▶ _Exercise objective_:
Pull out each line of the material below that contains the word "positive". Case counts.

▶ _Provided records_:
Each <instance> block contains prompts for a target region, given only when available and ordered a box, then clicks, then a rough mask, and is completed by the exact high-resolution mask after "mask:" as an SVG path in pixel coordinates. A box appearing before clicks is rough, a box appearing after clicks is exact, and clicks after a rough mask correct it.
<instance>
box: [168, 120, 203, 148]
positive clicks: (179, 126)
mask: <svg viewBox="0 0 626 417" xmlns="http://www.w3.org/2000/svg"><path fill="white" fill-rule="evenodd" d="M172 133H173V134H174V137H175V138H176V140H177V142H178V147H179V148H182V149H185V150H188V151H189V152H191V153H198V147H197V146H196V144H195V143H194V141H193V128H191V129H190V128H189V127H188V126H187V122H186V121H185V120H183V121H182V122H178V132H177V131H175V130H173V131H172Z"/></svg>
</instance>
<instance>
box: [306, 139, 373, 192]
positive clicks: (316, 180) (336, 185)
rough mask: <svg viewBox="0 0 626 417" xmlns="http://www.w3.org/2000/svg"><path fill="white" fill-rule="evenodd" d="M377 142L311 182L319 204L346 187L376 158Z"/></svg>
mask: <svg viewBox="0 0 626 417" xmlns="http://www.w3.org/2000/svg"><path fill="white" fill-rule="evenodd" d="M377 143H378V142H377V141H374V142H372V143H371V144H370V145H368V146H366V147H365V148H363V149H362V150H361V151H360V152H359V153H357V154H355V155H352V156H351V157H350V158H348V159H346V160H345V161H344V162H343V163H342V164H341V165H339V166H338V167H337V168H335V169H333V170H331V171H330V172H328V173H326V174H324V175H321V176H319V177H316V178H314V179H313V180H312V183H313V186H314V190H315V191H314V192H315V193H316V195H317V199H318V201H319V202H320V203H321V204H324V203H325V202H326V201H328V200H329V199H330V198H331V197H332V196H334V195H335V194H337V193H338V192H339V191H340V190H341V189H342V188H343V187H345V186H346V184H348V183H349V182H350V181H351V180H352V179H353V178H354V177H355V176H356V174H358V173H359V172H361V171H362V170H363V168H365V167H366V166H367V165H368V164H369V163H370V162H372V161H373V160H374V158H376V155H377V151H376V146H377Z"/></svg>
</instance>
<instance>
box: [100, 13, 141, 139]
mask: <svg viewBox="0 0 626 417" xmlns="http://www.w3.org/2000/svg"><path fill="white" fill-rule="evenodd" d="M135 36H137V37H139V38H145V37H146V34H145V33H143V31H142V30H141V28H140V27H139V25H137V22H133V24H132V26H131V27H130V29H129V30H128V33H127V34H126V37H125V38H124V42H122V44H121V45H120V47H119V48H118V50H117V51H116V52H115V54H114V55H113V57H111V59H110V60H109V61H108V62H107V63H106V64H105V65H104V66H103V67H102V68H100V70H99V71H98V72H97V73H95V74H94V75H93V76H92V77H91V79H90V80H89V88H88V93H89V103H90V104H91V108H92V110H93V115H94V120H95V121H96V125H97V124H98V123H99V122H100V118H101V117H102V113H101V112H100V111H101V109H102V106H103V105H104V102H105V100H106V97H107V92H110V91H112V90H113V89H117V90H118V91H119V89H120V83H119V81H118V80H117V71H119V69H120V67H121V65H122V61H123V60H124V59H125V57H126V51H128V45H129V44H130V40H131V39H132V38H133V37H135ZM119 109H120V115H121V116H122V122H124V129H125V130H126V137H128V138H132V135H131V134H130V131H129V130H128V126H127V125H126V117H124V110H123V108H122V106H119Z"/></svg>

▶ _The completed task_:
positive clicks: (179, 126)
positive clicks: (316, 180) (336, 185)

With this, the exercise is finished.